===== Source document

27.2.4 The Customer shall permit NetTreasury to draw up an installation schedule, in such manner and form as NetTreasury may elect from time to time, recording details of the Site, Customer System, installation process and all such information which may assist NetTreasury to provide the support for the System effectively.
27.3 Training Services NetTreasury shall, at no charge, provide the Customer with 10 (ten) hours of training during the first week of installation and configuration of the System. Save for the aforementioned, all training by NetTreasury to the Customer will be provided at NetTreasury’s rates to be agreed in writing between the Parties from time to time.
28. Schedule 2 Project plan
28.1 NetTreasury will provide the implementation service in accordance with the project plan
29. SCHEDULE 3 SERVICES PROVIDED TO CUSTOMER
29.1 The Services NetTreasury shall provide the customer with a web enabled treasury management system comprising of the following:
Forex Module: The module enables the transacting and management of foreign currencies.
Orders Module: The module enables the transacting and management of purchase and sales orders, and the linking to a foreign exchange contract
Cashflow Module: The module enables the transacting and management of cashflow budgets, forecasts and actual cash movements.
Loans and Deposits Module: The module enables the management of investment and borrowing instruments .
Metals Trading Module: The module enables the trading, management and administration of metals products.
30. SCHEDULE 4 NETTREASURY FEE SCHEDULE
The fees shall be in accordance with the proposal and the Acceptance of Proposal
32. SCHEDULE 6 Go-Live Authorisation Sign-Off Form Example APPROVAL OF PHASE –[ INSERT DETAILS]
We have reviewed, tested and approved Phase [Insert Details]. The live date is [Insert Date]
All changes and reports as specified have been completed in terms of the description and key functions set out above.
Please mark one of the following or delete the inappropriate clause, and attach any necessary source materials:
-We are happy that the project stage meets the requirements as set out in the implementation and project plan and hereby give permission to proceed to the next stage
-We are not happy that the project stage meets the requirements as set out in the implementation and project plan
-We are not happy that the project stage meets the requirements as set out in the implementation and project plan and would like the following changes to be implemented before we give permission to proceed to the next stage
Changes Required
“TOS”
between
NETTREASURY OPERATIONS (PTY) LIMITED
(registration no 2000/011624/07)
(“NetTreasury”)
and
(“Customer”)
THE PARTIES HEREBY AGREE THAT THE TERMS OF SERVICE (“TOS”) WILL BE PROVIDED TO THE CUSTOMER BY NETTREASURY ON THE TERMS AND CONDITIONS SHOWN HERE
THE TERMS OF SERVICE SHALL BE DEEMED TO BE ACCEPTED BY THE CUSTOMER UPON SIGNATURE OF THE ACCEPTANCE OF PROPOSAL OR BY THE LOGIN AND USAGE OF THE SYSTEM BY THE CUSTOMER.
1. STATUS This Terms of Service (TOS) is concluded pursuant to the NetTreasury Proposal to the Customer.

==========
===== Input for this task

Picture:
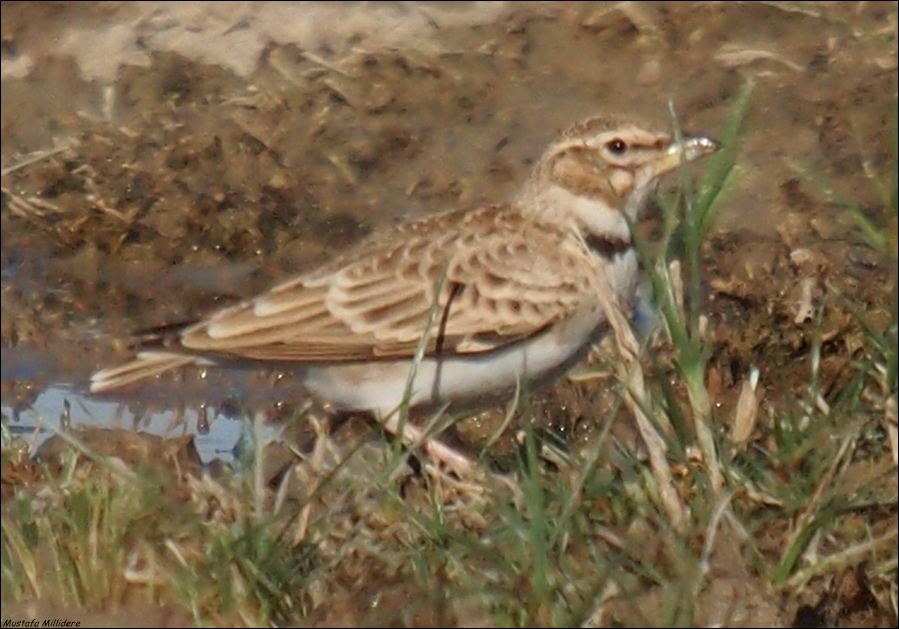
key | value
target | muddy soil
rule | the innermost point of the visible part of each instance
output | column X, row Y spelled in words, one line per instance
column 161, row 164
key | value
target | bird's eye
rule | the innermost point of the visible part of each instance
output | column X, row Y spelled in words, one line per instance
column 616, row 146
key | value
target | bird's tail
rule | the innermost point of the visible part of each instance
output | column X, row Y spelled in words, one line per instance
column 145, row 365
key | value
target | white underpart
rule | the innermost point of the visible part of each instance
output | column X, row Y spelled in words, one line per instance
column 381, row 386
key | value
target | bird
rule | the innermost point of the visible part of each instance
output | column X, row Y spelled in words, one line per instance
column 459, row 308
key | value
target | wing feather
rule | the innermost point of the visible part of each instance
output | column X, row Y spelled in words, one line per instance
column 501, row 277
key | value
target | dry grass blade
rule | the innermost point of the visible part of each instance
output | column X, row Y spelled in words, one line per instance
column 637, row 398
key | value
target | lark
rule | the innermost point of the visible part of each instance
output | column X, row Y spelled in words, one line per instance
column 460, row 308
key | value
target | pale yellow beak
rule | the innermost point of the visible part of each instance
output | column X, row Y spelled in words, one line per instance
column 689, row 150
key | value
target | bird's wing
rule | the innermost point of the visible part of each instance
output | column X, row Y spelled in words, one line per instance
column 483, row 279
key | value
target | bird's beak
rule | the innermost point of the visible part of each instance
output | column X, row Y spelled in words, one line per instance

==========

◆ Request 1:
Name every module that the contract excerpt lists as part of the web-enabled treasury management system.
◆ Request 2:
Duplicate the section of the rows that opens with their first line and closes with the line containing "column 501, row 277", including both of those lines. Omit the pictures from your copy.
The contract excerpt and the rows are unrelated to each other.

◆ Reply 1:
Forex Module
Orders Module
Cashflow Module
Loans and Deposits Module
Metals Trading Module

◆ Reply 2:
Picture:
key | value
target | muddy soil
rule | the innermost point of the visible part of each instance
output | column X, row Y spelled in words, one line per instance
column 161, row 164
key | value
target | bird's eye
rule | the innermost point of the visible part of each instance
output | column X, row Y spelled in words, one line per instance
column 616, row 146
key | value
target | bird's tail
rule | the innermost point of the visible part of each instance
output | column X, row Y spelled in words, one line per instance
column 145, row 365
key | value
target | white underpart
rule | the innermost point of the visible part of each instance
output | column X, row Y spelled in words, one line per instance
column 381, row 386
key | value
target | bird
rule | the innermost point of the visible part of each instance
output | column X, row Y spelled in words, one line per instance
column 459, row 308
key | value
target | wing feather
rule | the innermost point of the visible part of each instance
output | column X, row Y spelled in words, one line per instance
column 501, row 277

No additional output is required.